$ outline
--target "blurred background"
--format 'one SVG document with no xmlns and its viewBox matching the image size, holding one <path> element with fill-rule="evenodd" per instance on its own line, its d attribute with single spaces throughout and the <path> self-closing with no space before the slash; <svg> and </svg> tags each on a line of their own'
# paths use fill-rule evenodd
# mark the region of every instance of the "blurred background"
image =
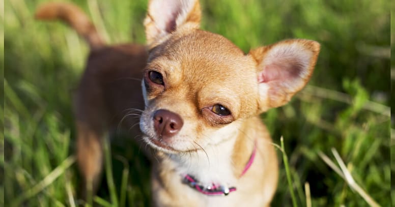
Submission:
<svg viewBox="0 0 395 207">
<path fill-rule="evenodd" d="M 89 50 L 68 26 L 34 19 L 35 9 L 45 2 L 5 0 L 0 13 L 4 66 L 0 195 L 5 198 L 0 206 L 82 203 L 76 197 L 79 181 L 73 156 L 72 100 Z M 71 2 L 92 18 L 107 42 L 144 43 L 146 1 Z M 390 156 L 395 158 L 390 152 L 395 143 L 390 109 L 395 103 L 390 100 L 395 61 L 390 46 L 395 19 L 390 1 L 201 3 L 202 28 L 245 52 L 284 39 L 321 44 L 307 86 L 289 104 L 262 115 L 274 142 L 279 144 L 284 137 L 292 179 L 291 191 L 278 150 L 279 180 L 272 205 L 291 206 L 292 192 L 300 206 L 395 205 L 391 191 L 395 181 L 390 181 L 395 166 L 391 169 L 390 163 Z M 149 205 L 148 162 L 127 138 L 117 140 L 123 141 L 111 144 L 94 202 Z M 345 180 L 345 173 L 352 179 Z M 105 179 L 109 177 L 114 187 Z M 352 180 L 359 190 L 354 190 L 358 188 Z"/>
</svg>

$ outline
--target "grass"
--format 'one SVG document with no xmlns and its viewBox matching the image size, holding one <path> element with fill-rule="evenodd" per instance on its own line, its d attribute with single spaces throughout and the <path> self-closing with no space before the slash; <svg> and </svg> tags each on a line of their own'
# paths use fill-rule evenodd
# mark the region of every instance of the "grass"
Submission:
<svg viewBox="0 0 395 207">
<path fill-rule="evenodd" d="M 0 206 L 82 203 L 76 197 L 79 182 L 72 164 L 71 103 L 88 49 L 64 24 L 34 19 L 35 9 L 44 2 L 6 0 L 0 12 L 5 76 L 0 195 L 6 198 L 0 199 Z M 146 1 L 73 2 L 108 42 L 144 43 Z M 395 143 L 390 104 L 395 102 L 389 87 L 394 79 L 390 71 L 395 71 L 390 70 L 395 65 L 390 60 L 390 31 L 395 21 L 393 15 L 390 21 L 389 2 L 205 0 L 202 5 L 203 28 L 245 52 L 287 38 L 321 44 L 308 86 L 289 104 L 262 115 L 275 144 L 284 136 L 288 158 L 285 162 L 278 150 L 280 170 L 272 206 L 293 205 L 292 192 L 294 205 L 369 206 L 366 196 L 381 206 L 395 205 L 390 179 L 395 165 L 390 162 Z M 125 140 L 111 143 L 94 204 L 149 205 L 148 163 Z M 351 180 L 365 194 L 353 190 Z"/>
</svg>

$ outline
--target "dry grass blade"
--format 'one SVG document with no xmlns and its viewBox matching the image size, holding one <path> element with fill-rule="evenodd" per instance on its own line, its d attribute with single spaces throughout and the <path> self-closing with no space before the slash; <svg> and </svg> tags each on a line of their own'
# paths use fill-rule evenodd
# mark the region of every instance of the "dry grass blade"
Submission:
<svg viewBox="0 0 395 207">
<path fill-rule="evenodd" d="M 373 200 L 373 198 L 368 195 L 363 189 L 355 183 L 352 175 L 351 175 L 351 173 L 350 173 L 350 171 L 346 167 L 346 165 L 342 160 L 340 155 L 339 155 L 336 149 L 332 148 L 331 150 L 332 153 L 333 154 L 335 159 L 336 159 L 336 160 L 340 166 L 340 168 L 342 169 L 342 171 L 343 172 L 343 174 L 346 178 L 346 181 L 347 182 L 350 187 L 356 191 L 371 206 L 375 207 L 380 206 L 380 205 Z"/>
<path fill-rule="evenodd" d="M 357 191 L 359 195 L 366 201 L 366 202 L 370 205 L 371 206 L 378 207 L 380 205 L 377 203 L 354 180 L 354 179 L 351 175 L 351 173 L 347 169 L 344 162 L 340 157 L 337 151 L 334 148 L 332 148 L 332 153 L 337 162 L 340 168 L 337 167 L 331 160 L 325 154 L 321 152 L 318 152 L 318 155 L 324 160 L 329 167 L 330 167 L 336 173 L 338 174 L 340 176 L 343 178 L 346 182 L 348 184 L 350 187 Z"/>
</svg>

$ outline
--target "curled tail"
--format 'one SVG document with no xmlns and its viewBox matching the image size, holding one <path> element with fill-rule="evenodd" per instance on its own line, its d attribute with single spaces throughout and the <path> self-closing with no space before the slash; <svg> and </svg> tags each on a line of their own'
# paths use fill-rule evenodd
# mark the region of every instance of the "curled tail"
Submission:
<svg viewBox="0 0 395 207">
<path fill-rule="evenodd" d="M 62 19 L 82 36 L 91 50 L 105 45 L 88 17 L 76 6 L 66 3 L 51 2 L 41 5 L 36 12 L 36 18 L 42 20 Z"/>
</svg>

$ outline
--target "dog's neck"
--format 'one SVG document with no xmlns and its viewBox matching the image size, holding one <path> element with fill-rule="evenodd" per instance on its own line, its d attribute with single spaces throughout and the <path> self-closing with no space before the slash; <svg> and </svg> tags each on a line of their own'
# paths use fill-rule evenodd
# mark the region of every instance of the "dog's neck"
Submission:
<svg viewBox="0 0 395 207">
<path fill-rule="evenodd" d="M 253 149 L 255 138 L 246 137 L 249 135 L 246 131 L 247 128 L 243 127 L 245 125 L 242 124 L 224 129 L 231 135 L 228 137 L 212 137 L 213 140 L 221 140 L 218 143 L 208 144 L 203 147 L 204 150 L 167 155 L 166 162 L 180 176 L 192 175 L 202 184 L 235 185 Z M 219 134 L 221 133 L 218 136 Z"/>
</svg>

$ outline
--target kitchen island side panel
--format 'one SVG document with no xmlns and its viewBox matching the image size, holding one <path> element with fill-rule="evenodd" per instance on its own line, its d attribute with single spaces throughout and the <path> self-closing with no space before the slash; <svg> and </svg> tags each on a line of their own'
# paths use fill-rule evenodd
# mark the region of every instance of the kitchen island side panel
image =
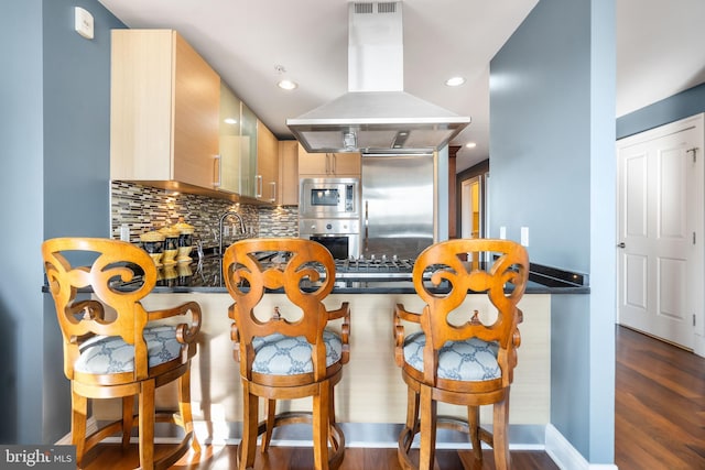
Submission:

EJERCICIO: Indica cuántas líneas del material contienen la cadena "target", teniendo en cuenta las mayúsculas y minúsculas. Responde únicamente con el número.

RESULTADO: 6